** start of Supplied records **

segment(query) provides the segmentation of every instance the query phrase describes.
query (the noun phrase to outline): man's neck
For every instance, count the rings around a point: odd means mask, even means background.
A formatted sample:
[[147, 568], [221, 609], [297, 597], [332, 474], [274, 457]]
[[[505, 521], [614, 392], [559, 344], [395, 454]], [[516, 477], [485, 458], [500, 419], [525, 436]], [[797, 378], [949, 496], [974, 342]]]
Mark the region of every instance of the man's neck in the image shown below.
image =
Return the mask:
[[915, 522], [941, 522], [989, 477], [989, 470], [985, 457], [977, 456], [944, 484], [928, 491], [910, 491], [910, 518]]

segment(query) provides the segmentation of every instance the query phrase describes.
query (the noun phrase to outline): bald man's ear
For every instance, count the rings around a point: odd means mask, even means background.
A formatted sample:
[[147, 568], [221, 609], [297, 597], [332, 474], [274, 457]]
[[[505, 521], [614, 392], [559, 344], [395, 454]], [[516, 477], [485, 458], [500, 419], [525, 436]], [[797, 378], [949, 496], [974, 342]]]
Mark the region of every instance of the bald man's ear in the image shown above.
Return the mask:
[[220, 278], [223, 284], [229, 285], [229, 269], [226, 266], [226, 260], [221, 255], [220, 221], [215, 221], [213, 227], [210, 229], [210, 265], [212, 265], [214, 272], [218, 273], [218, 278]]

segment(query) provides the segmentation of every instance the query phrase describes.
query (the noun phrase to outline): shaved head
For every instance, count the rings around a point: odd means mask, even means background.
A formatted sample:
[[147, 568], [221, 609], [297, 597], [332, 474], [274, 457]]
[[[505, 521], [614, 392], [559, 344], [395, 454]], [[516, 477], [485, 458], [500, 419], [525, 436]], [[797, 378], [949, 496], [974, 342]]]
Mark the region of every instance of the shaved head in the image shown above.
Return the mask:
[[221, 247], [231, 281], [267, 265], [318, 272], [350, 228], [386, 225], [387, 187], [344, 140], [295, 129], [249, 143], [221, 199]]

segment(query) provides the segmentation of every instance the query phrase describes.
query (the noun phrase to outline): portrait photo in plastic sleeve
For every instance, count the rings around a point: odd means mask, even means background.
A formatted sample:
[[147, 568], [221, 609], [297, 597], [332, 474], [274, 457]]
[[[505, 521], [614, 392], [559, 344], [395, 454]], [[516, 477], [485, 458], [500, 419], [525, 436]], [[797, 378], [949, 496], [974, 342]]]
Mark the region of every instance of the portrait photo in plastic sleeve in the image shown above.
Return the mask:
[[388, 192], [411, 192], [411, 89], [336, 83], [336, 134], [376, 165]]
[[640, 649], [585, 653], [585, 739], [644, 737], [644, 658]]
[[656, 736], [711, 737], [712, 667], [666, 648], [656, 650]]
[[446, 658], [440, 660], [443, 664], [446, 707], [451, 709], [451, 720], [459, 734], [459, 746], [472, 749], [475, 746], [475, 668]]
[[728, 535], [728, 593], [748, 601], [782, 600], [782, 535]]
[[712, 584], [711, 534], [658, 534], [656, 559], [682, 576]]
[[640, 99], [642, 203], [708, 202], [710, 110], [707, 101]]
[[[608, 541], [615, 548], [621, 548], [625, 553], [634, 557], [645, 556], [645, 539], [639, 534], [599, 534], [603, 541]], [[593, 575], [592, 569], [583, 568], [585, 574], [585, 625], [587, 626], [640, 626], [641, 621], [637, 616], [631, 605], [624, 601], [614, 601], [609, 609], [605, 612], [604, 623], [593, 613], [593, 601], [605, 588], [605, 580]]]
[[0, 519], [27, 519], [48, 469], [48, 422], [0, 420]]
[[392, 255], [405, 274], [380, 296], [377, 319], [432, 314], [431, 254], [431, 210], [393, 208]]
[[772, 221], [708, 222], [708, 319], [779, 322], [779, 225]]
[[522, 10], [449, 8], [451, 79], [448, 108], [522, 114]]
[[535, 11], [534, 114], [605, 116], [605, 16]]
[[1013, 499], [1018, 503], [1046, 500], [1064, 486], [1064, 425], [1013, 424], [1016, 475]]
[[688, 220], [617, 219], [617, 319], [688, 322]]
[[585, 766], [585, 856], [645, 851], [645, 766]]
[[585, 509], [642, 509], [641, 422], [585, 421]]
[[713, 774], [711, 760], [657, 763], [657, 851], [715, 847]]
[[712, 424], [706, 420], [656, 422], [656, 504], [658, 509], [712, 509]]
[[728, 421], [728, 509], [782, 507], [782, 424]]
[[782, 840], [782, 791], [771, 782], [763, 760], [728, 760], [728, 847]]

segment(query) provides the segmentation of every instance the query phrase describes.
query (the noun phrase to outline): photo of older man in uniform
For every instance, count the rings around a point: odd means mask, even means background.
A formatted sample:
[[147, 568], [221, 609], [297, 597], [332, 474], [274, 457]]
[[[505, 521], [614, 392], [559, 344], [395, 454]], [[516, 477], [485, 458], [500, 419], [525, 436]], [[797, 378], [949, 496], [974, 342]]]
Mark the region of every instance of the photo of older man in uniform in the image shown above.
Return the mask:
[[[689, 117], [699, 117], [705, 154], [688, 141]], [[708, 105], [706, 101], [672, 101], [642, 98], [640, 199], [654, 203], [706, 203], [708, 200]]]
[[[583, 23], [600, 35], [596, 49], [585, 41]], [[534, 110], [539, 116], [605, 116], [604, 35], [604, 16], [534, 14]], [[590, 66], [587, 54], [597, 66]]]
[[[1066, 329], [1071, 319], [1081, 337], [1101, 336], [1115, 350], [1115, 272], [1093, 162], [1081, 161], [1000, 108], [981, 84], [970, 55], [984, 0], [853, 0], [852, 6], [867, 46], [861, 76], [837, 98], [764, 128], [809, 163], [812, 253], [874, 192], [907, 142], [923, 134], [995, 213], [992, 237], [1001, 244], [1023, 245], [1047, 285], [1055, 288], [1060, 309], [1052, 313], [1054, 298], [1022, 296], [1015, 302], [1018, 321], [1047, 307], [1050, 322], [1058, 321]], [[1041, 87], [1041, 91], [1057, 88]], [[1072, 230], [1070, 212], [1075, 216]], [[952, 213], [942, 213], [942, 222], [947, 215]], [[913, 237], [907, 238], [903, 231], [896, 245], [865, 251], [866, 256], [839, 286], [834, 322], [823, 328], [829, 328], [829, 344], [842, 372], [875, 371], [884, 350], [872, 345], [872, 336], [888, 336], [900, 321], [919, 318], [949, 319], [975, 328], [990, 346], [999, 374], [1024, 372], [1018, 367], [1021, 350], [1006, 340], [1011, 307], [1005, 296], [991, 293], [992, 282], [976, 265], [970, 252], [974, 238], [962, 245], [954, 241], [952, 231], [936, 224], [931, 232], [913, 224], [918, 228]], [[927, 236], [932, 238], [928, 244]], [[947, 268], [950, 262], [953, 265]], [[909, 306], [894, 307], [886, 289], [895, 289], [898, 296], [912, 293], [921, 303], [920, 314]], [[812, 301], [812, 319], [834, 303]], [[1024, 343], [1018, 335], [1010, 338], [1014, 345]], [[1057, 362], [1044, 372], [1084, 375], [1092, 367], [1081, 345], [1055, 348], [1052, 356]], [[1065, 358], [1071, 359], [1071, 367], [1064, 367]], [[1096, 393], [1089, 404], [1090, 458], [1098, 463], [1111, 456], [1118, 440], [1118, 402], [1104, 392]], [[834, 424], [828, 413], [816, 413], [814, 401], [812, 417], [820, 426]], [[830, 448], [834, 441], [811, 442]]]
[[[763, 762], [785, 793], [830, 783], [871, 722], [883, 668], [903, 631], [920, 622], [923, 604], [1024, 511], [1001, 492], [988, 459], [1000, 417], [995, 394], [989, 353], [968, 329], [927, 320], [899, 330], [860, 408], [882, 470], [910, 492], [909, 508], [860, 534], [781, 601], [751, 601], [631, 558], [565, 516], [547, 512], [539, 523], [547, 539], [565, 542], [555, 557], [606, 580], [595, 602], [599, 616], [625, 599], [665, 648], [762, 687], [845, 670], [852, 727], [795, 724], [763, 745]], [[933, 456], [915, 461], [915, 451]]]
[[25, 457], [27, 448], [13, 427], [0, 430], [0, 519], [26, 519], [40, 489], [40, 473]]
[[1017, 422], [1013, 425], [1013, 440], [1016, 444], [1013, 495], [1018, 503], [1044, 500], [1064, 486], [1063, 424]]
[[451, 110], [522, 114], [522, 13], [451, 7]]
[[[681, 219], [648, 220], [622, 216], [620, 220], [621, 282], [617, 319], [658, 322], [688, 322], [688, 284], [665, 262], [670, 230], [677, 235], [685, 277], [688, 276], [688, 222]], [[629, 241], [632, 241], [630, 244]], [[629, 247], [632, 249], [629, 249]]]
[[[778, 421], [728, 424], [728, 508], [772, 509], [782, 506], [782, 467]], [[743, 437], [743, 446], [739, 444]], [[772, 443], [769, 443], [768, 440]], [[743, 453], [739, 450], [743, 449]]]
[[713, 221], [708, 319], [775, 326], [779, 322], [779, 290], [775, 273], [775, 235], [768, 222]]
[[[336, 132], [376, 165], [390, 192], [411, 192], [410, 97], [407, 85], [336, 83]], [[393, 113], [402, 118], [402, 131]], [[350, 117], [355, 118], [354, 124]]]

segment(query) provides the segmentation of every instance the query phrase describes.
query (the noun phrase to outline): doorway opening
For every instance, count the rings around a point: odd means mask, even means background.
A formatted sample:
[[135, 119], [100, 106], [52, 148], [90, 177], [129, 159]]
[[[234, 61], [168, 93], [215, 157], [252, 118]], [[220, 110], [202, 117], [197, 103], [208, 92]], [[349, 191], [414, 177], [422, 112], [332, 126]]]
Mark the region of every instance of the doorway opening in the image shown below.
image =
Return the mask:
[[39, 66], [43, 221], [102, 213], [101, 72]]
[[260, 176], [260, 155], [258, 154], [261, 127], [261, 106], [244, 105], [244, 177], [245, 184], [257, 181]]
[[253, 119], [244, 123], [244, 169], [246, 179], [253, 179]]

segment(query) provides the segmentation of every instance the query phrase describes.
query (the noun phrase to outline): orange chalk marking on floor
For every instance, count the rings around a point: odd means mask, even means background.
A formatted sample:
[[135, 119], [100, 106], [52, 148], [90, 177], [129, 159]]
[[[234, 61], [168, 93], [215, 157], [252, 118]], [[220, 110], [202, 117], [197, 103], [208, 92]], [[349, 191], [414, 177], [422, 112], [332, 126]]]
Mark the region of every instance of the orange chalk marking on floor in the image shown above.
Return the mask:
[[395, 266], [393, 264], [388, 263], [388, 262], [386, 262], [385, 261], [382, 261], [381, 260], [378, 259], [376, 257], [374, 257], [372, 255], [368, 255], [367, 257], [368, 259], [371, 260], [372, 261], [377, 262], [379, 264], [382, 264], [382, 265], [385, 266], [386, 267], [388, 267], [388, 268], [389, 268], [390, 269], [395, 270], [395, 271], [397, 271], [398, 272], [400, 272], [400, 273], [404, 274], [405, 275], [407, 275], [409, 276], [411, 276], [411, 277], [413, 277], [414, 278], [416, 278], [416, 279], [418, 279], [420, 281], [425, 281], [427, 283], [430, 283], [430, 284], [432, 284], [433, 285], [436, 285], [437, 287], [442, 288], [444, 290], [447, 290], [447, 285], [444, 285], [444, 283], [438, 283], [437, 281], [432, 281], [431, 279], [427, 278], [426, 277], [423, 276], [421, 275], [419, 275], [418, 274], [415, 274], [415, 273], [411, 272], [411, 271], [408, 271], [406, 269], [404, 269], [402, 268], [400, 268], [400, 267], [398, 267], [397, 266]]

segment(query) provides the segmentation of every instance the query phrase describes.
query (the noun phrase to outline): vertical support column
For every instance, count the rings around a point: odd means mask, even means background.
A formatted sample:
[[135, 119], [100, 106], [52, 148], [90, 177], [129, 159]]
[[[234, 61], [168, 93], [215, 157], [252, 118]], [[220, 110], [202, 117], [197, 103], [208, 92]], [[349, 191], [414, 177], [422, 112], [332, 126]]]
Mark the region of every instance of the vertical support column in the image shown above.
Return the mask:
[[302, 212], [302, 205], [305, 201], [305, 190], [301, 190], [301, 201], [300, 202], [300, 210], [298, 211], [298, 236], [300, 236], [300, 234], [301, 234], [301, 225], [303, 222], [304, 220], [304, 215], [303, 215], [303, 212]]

** end of Supplied records **

What to work on: Render the lines from the start of the listing above through the line containing "491], [910, 518]]", both ends included, as a JSON list of strings, one string per line, with any blank lines omitted.

Output below:
[
  "segment(query) provides the segmentation of every instance the query phrase describes.",
  "query (the noun phrase to outline): man's neck",
  "For every instance, count the rings around a point: odd means mask, even means background.",
  "A formatted sample:",
  "[[147, 568], [221, 609], [297, 597], [332, 474], [274, 457]]",
  "[[[505, 521], [614, 392], [559, 344], [395, 454]], [[516, 477], [485, 458], [500, 419], [525, 436]], [[797, 378], [949, 496], [974, 342]]]",
  "Mark the region of every instance of the man's neck in the image shown below.",
  "image =",
  "Return the mask:",
  "[[915, 522], [941, 522], [989, 477], [989, 470], [985, 457], [977, 456], [944, 484], [928, 491], [910, 491], [910, 518]]"
]